::: Task data
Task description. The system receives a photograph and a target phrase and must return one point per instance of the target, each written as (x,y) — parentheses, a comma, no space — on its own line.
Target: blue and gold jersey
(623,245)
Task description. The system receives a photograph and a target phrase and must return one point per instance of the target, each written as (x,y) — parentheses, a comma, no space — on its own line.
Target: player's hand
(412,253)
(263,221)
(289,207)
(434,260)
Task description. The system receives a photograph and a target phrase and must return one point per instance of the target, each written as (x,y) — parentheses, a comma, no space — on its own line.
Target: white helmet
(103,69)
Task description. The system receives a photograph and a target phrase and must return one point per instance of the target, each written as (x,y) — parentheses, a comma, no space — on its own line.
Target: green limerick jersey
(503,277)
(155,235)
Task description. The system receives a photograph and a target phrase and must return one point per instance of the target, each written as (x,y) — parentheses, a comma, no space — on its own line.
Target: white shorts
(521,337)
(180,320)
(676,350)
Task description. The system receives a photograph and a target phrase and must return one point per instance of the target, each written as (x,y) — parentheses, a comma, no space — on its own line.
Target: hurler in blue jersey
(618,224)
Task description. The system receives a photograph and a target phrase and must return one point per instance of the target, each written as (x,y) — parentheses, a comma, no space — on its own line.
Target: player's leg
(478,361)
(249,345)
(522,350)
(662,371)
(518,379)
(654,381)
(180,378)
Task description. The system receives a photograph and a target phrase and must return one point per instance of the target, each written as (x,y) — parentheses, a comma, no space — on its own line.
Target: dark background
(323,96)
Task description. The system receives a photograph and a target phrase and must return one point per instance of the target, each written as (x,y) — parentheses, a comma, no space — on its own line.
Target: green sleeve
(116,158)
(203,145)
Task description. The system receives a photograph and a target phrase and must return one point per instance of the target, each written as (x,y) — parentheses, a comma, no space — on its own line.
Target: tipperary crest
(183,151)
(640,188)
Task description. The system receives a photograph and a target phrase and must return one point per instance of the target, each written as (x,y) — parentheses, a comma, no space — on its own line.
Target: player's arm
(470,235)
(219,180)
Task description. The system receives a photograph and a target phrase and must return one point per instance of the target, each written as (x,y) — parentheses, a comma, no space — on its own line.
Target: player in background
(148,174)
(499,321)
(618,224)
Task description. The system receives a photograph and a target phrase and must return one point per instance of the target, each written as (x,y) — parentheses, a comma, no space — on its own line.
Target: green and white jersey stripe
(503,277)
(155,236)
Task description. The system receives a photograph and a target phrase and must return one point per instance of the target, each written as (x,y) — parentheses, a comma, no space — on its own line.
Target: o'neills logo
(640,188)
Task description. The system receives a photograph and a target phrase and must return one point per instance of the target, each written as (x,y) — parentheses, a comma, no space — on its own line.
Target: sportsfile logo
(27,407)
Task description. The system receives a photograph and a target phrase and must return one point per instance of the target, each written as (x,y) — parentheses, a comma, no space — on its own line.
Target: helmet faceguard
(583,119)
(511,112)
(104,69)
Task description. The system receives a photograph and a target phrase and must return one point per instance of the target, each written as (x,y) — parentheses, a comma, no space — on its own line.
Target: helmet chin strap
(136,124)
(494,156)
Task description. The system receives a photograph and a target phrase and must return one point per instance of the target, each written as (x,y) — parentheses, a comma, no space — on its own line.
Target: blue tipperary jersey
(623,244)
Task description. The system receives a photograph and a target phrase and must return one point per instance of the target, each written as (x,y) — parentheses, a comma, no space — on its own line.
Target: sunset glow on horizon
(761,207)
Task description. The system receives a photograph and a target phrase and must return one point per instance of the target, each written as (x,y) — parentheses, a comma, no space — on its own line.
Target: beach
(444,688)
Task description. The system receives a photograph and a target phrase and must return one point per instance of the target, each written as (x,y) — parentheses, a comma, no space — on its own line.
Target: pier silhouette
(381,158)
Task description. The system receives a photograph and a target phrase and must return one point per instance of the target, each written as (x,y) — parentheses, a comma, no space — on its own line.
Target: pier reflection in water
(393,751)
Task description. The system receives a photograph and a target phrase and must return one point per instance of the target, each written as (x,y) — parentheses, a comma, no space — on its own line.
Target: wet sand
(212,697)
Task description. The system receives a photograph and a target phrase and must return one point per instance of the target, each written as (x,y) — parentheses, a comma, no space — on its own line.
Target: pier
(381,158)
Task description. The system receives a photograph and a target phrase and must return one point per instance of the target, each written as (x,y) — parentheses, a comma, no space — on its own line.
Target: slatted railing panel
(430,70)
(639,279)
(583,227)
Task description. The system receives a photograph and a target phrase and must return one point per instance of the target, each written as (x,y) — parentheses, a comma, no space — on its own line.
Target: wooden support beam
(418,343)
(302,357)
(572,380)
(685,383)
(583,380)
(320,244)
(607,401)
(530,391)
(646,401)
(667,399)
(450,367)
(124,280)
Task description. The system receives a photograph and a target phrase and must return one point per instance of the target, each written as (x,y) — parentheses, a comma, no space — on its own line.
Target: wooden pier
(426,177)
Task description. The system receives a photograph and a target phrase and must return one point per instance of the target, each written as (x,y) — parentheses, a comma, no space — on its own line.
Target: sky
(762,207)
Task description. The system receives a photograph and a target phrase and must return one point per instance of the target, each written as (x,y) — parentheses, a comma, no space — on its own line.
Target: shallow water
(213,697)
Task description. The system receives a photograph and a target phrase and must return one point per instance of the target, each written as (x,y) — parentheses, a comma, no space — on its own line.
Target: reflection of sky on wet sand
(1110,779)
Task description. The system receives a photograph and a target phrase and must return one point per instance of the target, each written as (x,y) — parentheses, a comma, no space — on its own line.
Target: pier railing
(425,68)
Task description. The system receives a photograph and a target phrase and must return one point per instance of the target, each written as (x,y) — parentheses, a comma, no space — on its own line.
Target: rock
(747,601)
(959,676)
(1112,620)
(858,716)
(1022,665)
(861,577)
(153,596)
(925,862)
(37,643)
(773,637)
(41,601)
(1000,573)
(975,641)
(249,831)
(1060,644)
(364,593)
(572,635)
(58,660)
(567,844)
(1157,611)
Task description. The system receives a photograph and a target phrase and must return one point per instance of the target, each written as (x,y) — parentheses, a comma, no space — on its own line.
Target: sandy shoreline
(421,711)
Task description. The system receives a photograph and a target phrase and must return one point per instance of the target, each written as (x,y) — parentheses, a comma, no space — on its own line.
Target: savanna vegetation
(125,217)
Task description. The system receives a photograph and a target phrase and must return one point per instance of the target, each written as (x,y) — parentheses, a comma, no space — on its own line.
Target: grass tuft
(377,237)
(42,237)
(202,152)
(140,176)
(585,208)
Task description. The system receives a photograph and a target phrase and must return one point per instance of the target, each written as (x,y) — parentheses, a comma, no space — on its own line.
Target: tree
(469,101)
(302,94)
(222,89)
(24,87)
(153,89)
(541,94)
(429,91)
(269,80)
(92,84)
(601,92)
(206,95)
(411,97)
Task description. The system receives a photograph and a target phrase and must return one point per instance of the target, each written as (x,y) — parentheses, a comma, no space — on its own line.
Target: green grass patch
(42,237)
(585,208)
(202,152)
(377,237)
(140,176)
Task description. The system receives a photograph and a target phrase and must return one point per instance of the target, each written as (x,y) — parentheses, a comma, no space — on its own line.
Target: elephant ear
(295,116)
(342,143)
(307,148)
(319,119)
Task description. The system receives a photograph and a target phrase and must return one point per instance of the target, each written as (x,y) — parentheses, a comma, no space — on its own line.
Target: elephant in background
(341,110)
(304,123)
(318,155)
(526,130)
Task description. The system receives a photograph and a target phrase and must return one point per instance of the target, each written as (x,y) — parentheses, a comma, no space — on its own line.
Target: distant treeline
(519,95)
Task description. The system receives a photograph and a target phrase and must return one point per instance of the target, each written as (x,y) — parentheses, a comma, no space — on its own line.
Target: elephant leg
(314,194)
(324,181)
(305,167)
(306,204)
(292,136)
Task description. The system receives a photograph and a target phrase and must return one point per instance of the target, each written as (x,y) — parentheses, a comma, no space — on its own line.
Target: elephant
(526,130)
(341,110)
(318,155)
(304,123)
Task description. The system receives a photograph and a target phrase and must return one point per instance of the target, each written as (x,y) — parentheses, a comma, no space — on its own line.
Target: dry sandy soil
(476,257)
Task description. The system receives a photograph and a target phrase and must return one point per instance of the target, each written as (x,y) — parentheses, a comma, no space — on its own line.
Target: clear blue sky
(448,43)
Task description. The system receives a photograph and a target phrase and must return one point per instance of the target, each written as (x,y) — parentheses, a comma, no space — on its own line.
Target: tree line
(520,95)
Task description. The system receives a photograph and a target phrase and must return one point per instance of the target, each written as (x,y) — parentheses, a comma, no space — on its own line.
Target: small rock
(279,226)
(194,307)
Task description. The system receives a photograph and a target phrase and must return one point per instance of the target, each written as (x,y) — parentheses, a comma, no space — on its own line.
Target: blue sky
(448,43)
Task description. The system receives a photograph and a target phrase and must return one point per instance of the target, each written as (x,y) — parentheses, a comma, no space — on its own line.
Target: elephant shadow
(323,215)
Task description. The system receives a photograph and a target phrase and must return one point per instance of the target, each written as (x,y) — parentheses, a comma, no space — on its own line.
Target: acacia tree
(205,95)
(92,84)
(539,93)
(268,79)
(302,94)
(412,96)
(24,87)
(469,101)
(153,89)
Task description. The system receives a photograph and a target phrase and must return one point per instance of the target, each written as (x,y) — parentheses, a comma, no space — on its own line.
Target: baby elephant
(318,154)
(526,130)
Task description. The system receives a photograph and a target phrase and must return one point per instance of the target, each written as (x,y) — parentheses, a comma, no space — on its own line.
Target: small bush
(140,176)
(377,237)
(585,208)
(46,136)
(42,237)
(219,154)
::::::
Request - Report each line from the records above that contains the string "pier", copied in full. Matching is case-sensitive.

Answer for this exercise -
Target: pier silhouette
Target: pier reflection in water
Target: pier
Target: wooden pier
Target: pier railing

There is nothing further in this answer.